-- PAGE --

┏━━

22

I can push 4 bytes onto the stack by doing this:

push DWORD 123

But I have found out that I can use push without specifying the operand size:

push 123

In this case, how many bytes does the push instruction push onto the stack? Does the number of bytes pushed depends on the operand size (so in my example it will push 1 byte)?

Peter Cordes
  • 328,167
  • 45
  • 605
  • 847
  • 6
    The native register size, to keep the stack aligned. In 32-bit mode, it will push 4 bytes. In 64-bit mode, it will push 8 bytes. – Cody Gray - on strike Jul 16 '17 at 11:26
  • 1
    BTW, you could have tested this with a debugger. Just single-step the instruction and see how `esp`/`rsp` changes. You could also look at the disassembly output and notice that they both assemble to the same machine code. – Peter Cordes Jul 16 '17 at 23:59

2 Answers2

26

Does the number of bytes pushed depends on the operand size

It doesn't depend on the value of the number. The technical x86 term for how many bytes push pushes is "operand-size", but that's a separate thing from whether the number fits in an imm8 or not.

┗━━

-- GOAL 1 --
Rewrite the entries from their first line through the line containing "0,353 -> 76,426", changing "query" to "request" and keeping everything else the same. Leave the pictures out.
The page above and the entries that follow are unrelated material.

-- Data records --

┏━━

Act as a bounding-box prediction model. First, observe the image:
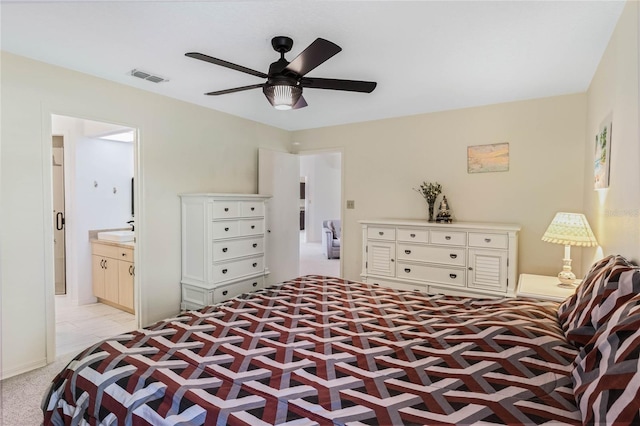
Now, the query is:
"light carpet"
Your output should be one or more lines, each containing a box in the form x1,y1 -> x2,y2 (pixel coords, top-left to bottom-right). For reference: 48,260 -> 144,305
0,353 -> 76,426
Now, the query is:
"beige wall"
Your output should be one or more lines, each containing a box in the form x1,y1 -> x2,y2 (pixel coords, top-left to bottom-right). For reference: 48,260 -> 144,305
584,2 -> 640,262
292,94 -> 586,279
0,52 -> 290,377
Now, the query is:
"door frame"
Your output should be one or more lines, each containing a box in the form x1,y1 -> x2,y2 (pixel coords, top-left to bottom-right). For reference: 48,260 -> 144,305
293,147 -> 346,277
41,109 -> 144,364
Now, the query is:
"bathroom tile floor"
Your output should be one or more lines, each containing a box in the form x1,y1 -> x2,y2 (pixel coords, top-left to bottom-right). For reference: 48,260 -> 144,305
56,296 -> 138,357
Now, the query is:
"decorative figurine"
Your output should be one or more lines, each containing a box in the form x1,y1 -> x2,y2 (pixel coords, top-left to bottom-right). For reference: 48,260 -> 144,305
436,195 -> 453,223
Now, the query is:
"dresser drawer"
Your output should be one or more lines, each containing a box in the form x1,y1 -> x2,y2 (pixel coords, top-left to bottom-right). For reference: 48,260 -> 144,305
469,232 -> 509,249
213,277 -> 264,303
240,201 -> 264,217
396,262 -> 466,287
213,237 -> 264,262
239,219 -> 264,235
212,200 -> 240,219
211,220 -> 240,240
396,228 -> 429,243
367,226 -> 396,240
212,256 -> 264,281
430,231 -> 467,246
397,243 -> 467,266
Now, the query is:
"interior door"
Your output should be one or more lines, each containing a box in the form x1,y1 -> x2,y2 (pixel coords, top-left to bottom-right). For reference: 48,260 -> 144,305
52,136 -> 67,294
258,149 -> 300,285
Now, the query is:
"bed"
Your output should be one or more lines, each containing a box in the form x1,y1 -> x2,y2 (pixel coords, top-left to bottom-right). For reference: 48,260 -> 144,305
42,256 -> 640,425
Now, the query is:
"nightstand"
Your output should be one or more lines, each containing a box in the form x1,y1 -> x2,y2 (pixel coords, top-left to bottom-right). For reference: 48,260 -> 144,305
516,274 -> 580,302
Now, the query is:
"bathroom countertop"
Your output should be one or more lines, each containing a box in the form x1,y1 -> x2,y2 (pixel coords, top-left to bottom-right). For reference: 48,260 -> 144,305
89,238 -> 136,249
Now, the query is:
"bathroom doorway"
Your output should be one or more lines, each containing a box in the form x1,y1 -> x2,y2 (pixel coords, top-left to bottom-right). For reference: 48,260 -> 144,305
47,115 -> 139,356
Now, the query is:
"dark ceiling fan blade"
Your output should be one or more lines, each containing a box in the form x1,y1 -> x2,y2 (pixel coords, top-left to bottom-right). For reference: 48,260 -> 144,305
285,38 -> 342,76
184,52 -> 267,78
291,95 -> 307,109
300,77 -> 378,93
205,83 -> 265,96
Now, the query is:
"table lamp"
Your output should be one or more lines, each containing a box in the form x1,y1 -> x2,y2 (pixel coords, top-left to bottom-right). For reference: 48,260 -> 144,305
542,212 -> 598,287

┗━━

-- GOAL 2 --
On the page, what is the technical x86 term for how many bytes push pushes?

-- EXERCISE SOLUTION 1 --
Act as a bounding-box prediction model. First, observe the image:
Now, the request is:
"light carpet"
Your output should be one or more lines, each containing a box in the form x1,y1 -> x2,y2 (pixel coords, top-left to bottom-right). For reference: 48,260 -> 144,305
0,353 -> 76,426

-- EXERCISE SOLUTION 2 --
Operand-size.